TASK INPUT:
++++++++

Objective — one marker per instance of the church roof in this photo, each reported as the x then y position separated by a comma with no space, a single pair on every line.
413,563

++++++++

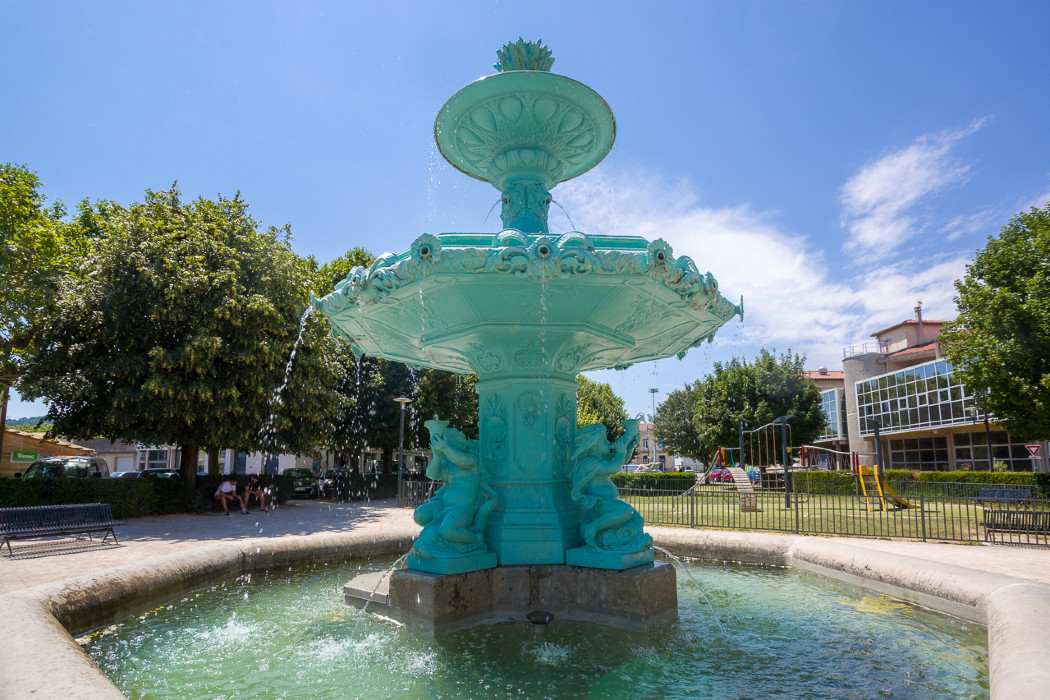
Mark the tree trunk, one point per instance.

++++++++

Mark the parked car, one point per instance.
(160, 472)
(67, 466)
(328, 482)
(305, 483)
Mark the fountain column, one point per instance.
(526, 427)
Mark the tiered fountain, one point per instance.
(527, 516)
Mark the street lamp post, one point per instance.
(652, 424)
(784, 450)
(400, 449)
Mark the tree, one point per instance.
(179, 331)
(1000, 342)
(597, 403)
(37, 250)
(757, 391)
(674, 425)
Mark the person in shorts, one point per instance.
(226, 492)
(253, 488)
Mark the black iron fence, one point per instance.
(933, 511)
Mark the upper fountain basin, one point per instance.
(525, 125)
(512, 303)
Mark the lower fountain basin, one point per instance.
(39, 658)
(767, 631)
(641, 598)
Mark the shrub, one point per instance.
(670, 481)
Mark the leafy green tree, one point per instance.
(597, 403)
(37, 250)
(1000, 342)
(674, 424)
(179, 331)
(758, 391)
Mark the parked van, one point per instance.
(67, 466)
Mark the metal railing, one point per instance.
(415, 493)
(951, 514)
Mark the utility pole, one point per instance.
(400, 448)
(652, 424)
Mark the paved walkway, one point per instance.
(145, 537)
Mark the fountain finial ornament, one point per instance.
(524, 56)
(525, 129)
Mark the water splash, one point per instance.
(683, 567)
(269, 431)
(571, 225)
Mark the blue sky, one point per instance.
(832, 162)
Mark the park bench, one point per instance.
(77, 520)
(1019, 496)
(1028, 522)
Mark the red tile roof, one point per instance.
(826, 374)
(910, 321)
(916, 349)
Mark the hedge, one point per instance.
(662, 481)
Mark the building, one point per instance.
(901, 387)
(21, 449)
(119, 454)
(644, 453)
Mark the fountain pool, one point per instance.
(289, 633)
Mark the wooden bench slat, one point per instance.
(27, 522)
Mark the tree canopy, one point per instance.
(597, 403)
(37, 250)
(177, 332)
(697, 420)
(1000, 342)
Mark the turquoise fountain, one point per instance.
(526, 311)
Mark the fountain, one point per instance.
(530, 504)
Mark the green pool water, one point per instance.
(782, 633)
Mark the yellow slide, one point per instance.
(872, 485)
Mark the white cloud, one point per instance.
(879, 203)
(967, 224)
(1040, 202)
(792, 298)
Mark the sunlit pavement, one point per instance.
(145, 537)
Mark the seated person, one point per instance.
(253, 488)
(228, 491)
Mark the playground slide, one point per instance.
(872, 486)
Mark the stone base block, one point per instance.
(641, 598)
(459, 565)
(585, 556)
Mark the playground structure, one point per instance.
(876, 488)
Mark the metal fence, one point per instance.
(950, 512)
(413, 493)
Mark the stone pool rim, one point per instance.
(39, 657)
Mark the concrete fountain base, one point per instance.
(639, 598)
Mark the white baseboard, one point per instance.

++++++++

DESCRIPTION OF THE TASK: Copy the lines of the data above exactly as written, beginning with the line containing "Mark the parked van, one point per instance." and ending with the line containing "Mark the white baseboard, one", and leave out all other lines.

REPLY TO THE EXERCISE:
Mark the parked van, one point per instance.
(67, 466)
Mark the metal railing, one point per instance.
(415, 493)
(951, 514)
Mark the utility pole, one point per instance.
(400, 448)
(652, 424)
Mark the paved walkway, one point per instance.
(145, 537)
Mark the fountain finial ornament, one point per instance.
(524, 56)
(525, 129)
Mark the water splash, one point per instance.
(683, 567)
(269, 431)
(571, 225)
Mark the blue sky, one point per instance.
(832, 162)
Mark the park bench, one point per instance.
(77, 520)
(1019, 496)
(1028, 522)
Mark the red tile roof, one point per instance.
(826, 374)
(910, 321)
(916, 349)
Mark the hedge, one point per instance.
(662, 481)
Mark the building, one point per instance.
(901, 387)
(21, 449)
(119, 454)
(644, 453)
Mark the fountain pool, one point per instance.
(289, 633)
Mark the wooden bench slat, one point per instance.
(27, 522)
Mark the tree canopy, one point per instance.
(597, 403)
(37, 250)
(177, 332)
(697, 420)
(1000, 342)
Mark the turquoise fountain, one point per instance.
(526, 311)
Mark the fountain, one point per instance.
(530, 504)
Mark the green pool water, one point per instance.
(782, 633)
Mark the yellow slide, one point per instance.
(872, 485)
Mark the white cloud, one point per instance.
(879, 203)
(967, 224)
(1040, 202)
(792, 298)
Mark the sunlit pavement, one point per instance.
(145, 537)
Mark the seated person, one point per instance.
(253, 488)
(228, 491)
Mark the playground slide, one point per instance.
(872, 486)
Mark the stone base block, one point per instance.
(641, 598)
(459, 565)
(585, 556)
Mark the playground structure, one point per instance.
(876, 488)
Mark the metal fence, one point per instance.
(950, 512)
(413, 493)
Mark the stone pool rim, one point per instance.
(39, 657)
Mark the concrete fountain base, one point per instance.
(639, 598)
Mark the white baseboard, one point per instance.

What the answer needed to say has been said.